— START Reading passage —

Presenting nine issues, Appellants maintain that (1) they are entitled to judgment on Appellee’s minority oppression claim because it is not a viable cause of action in Texas; (2) the trial court erred by concluding that the 2006 redemption violated the Articles of Incorporation; (3) they are entitled to judgment on Appellee’s breach of contract claim because the 2006 redemption complied with the Articles of Incorporation; (4) the trial court erred by concluding that the 2013 redemption violated the Articles of Incorporation; (5) they are entitled to judgment on Appellee’s declaratory judgment claim relating to the 2013 redemption; (6) they are entitled to judgment on Appellee’s breach of fiduciary duty claims because officers, directors, and majority shareholders do not owe a fiduciary duty to other shareholders or, alternatively, because the evidence was legally and factually insufficient to support the jury’s finding of breach; (7) they are entitled to judgment on Appellee’s claim for recovery of attorney’s fees because (a) the evidence is legally and factually insufficient to show he was entitled to recover any attorney’s fees, (b) even if entitled to recover attorney’s fees, he failed to properly segregate those fees, and (c) the trial court failed to submit an issue regarding his entitlement to attorney’s fees; (8) the trial court erred in failing to render a judgment in
their favor on their claim for attorney’s fees; and (9) the trial court erred by failing to grant a new trial after impermissibly commenting on the weight of the evidence by instructing the jury that the 2006 redemption breached Herring Bancorp’s Articles of Incorporation, as a matter of law.
By a cross-appeal, Appellee asserts the trial court (1) erred by excluding evidence of Herring Bancorp’s noncompliance with regulatory requirements and its failure to inform the Internal Revenue Service and regulators that the supposed Subchapter S conversion was compromised because two classes of stock continued to exist and (2) erred by denying his motion to compel discovery of net worth information which was relevant to his exemplary damages claim. Appellants contend Appellee’s cross-issues are either waived or rendered harmless.
For purposes of logical analysis, we will address Appellants’ issues as they relate to the three causes of action upon which Appellee obtained a favorable verdict: (1) breach of contract as it pertains to the Articles of Incorporation of Herring Bancorp, Inc. and the validity of the 2006 and 2013 redemptions (issues 2, 3, 4, and 5), (2) oppression of a minority shareholder (issue 1), and (3) breach of fiduciary duty as it pertains to majority and minority shareholders of a closely-held corporation (issue 6). Having addressed each cause of action seriatim, we will turn to the question of attorney’s fees (issues 7 and 8), before disposing of Appellants’ contention that the trial court erred by allegedly commenting on the evidence (issue 9) and Appellee’s cross-issues.

— END Reading passage —

● **What you need to do**
1. In the court opinion, restate the stretch from "By a cross-appeal, Appellee" through "or rendered harmless." with "Internal Revenue Service" changed to "IRS".
2. According to the court opinion, on which three causes of action did Appellee obtain a favorable verdict?
3. Put this sentence from the court opinion into Spanish: "Appellants contend Appellee’s cross-issues are either waived or rendered harmless."

— START Dataset section —

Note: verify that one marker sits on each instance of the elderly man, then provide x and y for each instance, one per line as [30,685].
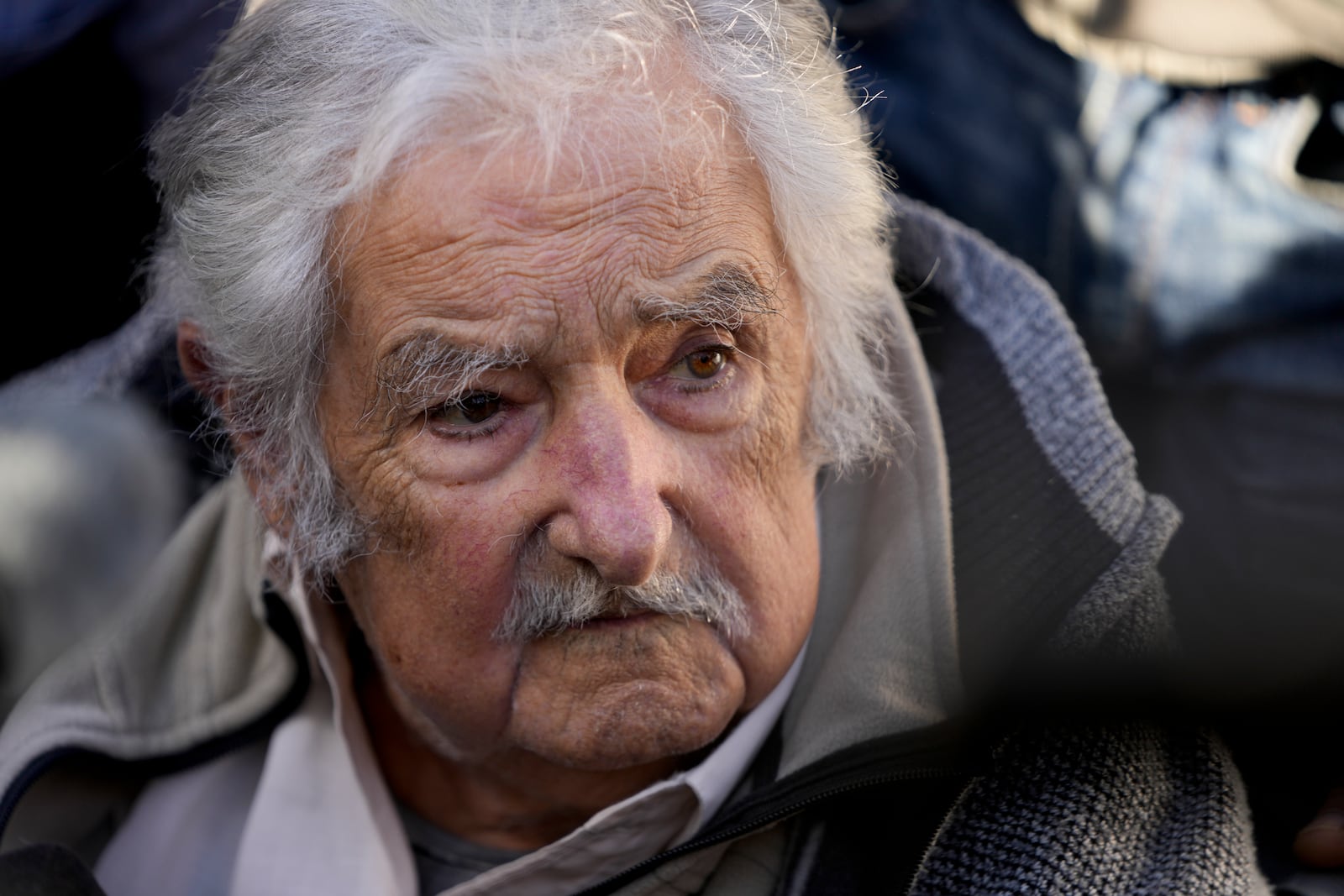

— END Dataset section —

● **Full answers**
1.
By a cross-appeal, Appellee asserts the trial court (1) erred by excluding evidence of Herring Bancorp’s noncompliance with regulatory requirements and its failure to inform the IRS and regulators that the supposed Subchapter S conversion was compromised because two classes of stock continued to exist and (2) erred by denying his motion to compel discovery of net worth information which was relevant to his exemplary damages claim. Appellants contend Appellee’s cross-issues are either waived or rendered harmless.

2. Breach of contract, oppression of a minority shareholder, and breach of fiduciary duty.

3. Los apelantes sostienen que las cuestiones planteadas por el apelado en su apelación cruzada han sido renunciadas o han resultado inocuas.